• [DATASET ROWS]

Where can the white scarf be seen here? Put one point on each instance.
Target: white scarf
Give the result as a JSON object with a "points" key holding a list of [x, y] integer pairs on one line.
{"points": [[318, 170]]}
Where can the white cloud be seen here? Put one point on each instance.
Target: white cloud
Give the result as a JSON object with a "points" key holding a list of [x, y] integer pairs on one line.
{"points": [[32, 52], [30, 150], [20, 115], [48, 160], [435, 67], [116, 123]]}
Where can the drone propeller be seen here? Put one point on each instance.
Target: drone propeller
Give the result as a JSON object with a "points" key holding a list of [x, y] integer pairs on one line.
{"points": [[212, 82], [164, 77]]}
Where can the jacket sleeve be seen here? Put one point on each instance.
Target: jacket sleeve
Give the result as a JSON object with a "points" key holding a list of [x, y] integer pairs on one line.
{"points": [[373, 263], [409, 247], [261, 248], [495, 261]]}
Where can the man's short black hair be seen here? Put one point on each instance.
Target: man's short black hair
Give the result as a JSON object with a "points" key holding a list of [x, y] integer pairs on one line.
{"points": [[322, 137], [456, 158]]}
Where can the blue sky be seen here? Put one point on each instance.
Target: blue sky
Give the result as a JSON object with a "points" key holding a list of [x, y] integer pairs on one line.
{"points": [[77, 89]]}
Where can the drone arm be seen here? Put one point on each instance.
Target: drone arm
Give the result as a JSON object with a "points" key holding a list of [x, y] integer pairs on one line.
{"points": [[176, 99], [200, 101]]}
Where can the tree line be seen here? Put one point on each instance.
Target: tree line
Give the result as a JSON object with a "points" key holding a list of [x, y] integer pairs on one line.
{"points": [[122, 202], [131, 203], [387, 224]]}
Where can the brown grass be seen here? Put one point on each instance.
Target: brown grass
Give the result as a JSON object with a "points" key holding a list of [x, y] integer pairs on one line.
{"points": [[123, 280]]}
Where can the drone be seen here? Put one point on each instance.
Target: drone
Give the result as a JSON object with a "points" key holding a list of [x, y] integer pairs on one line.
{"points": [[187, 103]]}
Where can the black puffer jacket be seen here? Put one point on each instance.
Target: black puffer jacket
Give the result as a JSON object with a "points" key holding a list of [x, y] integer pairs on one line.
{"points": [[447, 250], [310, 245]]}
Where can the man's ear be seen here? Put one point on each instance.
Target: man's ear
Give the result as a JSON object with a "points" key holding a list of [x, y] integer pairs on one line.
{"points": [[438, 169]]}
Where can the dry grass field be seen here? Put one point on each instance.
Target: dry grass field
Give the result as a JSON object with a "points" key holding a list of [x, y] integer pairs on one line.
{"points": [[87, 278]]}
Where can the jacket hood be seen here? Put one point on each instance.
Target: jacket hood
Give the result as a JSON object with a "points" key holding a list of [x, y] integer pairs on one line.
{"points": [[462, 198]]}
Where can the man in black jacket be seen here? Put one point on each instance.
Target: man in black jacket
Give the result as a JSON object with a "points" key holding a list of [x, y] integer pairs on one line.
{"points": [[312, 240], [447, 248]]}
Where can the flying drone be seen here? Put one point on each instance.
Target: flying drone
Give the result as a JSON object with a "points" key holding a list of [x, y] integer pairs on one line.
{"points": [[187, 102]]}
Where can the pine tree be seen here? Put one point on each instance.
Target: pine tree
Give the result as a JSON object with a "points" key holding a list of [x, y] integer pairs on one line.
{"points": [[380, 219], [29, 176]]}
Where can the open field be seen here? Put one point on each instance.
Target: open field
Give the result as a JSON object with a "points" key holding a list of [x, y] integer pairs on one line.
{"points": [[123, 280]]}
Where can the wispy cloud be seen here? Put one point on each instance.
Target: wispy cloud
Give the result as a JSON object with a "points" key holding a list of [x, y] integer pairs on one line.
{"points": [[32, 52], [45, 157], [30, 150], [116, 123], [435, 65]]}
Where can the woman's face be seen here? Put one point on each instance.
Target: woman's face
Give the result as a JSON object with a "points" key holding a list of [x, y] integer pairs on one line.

• [TASK BRIEF] Rewrite the data above with every "integer pairs" changed to "whole-number pairs", leaving everything else as it is.

• [OUTPUT]
Where can the white scarf be seen here? Put one point on each instance.
Target: white scarf
Give the result as a JSON object with a "points" key holding a list of [x, y] whole-number pairs on one line.
{"points": [[318, 170]]}
Where can the white cloud be seen here? Put one point on each instance.
Target: white cloud
Give the result as a JSON object with a "points" key holding a list of [x, y] whole-number pairs on one line.
{"points": [[32, 52], [30, 150], [20, 115], [48, 160], [435, 67], [116, 123]]}
Where can the drone propeller be seen here? Put one point on each instance.
Target: drone propeller
Give the result as a JSON object with a "points" key holding a list of [x, y] whole-number pairs on one line.
{"points": [[212, 82], [164, 77]]}
Where can the jacket sleeve be seen here? Put one point on each instance.
Target: jacket sleeve
Give the result as a JSON object with a "points" key holding a list of [x, y] whole-number pairs on one line.
{"points": [[373, 263], [409, 247], [261, 248], [495, 261]]}
Where can the man's short black hair be seen here? Put one point on each instance.
Target: man's short black hair
Give the result as a JSON object with a "points" key holding a list of [x, y] whole-number pairs on one line.
{"points": [[322, 137], [456, 158]]}
Where can the blue sky be seen here? Put one point on each instance.
Target: blue sky
Give the result as a JSON object with a "points" key holding a list of [x, y] whole-number pairs on one line.
{"points": [[77, 89]]}
Where can the drone arm be seen here? Put one point on each instance.
Target: drone arm
Give the result as a JSON object with a "points" key holding a list of [x, y] whole-number pairs on one line.
{"points": [[176, 99], [200, 101]]}
Where can the tree line be seen here? Put one point on each instance.
Target: tree line
Give the result as a JSON object with a "points" key holding a list of [x, y] whole-number pairs on one line.
{"points": [[122, 202], [131, 203], [387, 224]]}
Where can the brown grass be seen here? Put one point on each instance.
Target: brown grass
Give the result as a JSON object with a "points" key holding a list of [x, y] whole-number pairs on one line.
{"points": [[123, 280]]}
Where can the drone be seen here? Put one point on each instance.
Target: drone
Give the result as a JSON object with a "points" key holding a list of [x, y] whole-number pairs on one line.
{"points": [[187, 103]]}
Where can the black puffer jacket be seen here? Put one point on each instance.
Target: black puffer jacket
Give the result as a JSON object with a "points" key holding a list of [x, y] whole-number pairs on one line.
{"points": [[447, 250], [310, 245]]}
Where can the man's ear be seen here? Put one point on each instance.
Target: man's ear
Give the result as a JSON object with a "points" key holding a list of [x, y] whole-number pairs on one line.
{"points": [[438, 169]]}
Where can the dry grass field be seen here? Put one point on each instance.
Target: dry grass field
Give the result as a JSON object with a "points" key holding a list of [x, y] whole-number pairs on one line.
{"points": [[87, 278]]}
Where can the jacket hood be seen here? Put one point on each instance.
Target: jacket hood
Give the result as a JSON object with a "points" key holding a list of [x, y] whole-number pairs on one line.
{"points": [[462, 198]]}
Where can the man in black jacket be seen here? Put one point on each instance.
Target: man in black jacket
Give the result as a JSON object with a "points" key holding a list of [x, y] whole-number pairs on one line.
{"points": [[312, 240], [447, 248]]}
Where can the flying drone be seen here? Put one point on each instance.
Target: flying drone
Give the result as a JSON object with a "points" key holding a list of [x, y] whole-number pairs on one line.
{"points": [[187, 102]]}
Where can the pine tree be seen here? Put one point on each instance.
Target: pine tree
Give the result as a JSON object with a "points" key holding a list of [x, y] whole-number pairs on one line.
{"points": [[380, 219], [29, 176]]}
Where can the open field be seen here? Put one point on each instance.
Target: open field
Give the result as a JSON object with a "points" key holding a list of [x, y] whole-number pairs on one line.
{"points": [[123, 280]]}
Where can the wispy cloud be seen here? Put one point on each instance.
Target: wispy cloud
Give the result as a JSON object with a "points" key holding a list of [x, y] whole-number pairs on one line.
{"points": [[32, 52], [45, 157], [30, 150], [116, 123], [435, 65]]}
Where can the woman's face be seen here? Put one point on each instance.
Target: woman's face
Give the result as a JSON object with a "points" key holding a list of [x, y] whole-number pairs on one line.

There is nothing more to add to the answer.